● **PROBLEM TO SOLVE**
Revise everything from the line containing "Identify every instance of the tall" down to the end of the data, replacing "Drop a single dot" with "Place a single dot" and leaving all else unchanged. Return only those revised lines.
══ WORKING DATA
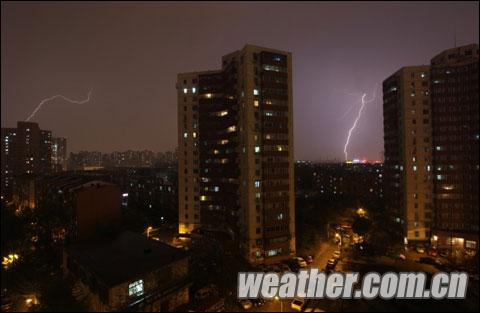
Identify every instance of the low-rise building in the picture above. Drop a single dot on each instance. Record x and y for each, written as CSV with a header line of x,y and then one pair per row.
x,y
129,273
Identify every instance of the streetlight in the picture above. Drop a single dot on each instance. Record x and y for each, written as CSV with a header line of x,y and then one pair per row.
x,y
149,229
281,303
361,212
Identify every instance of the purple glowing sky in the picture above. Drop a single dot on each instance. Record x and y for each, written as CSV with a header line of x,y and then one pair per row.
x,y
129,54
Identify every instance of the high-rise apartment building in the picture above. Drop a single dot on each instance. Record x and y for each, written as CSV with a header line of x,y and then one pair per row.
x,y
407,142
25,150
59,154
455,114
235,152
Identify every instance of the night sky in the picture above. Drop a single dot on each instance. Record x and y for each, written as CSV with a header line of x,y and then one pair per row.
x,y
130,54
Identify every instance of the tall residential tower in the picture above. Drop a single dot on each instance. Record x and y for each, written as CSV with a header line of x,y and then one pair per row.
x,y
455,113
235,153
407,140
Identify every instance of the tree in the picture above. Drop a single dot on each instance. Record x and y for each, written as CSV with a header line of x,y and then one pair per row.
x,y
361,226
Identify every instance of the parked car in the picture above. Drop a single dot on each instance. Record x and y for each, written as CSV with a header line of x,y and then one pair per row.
════
● **TASK SOLUTION**
Identify every instance of the tall residential tower in the picture above. Place a single dot on each instance. Record x and y for each, written as CSV with a header line of x,y and then one pair per row.
x,y
455,113
235,153
407,140
Identify every instance of the tree in the picture above. Place a single dot on each instance. Record x and y for each, written as CSV with a header line of x,y and then one pair per row.
x,y
361,226
Identify every instance of the parked car in the picture above. Place a single dot on each instance. Record x and y for each, written as CSV with a header line of x,y and then one pair per row.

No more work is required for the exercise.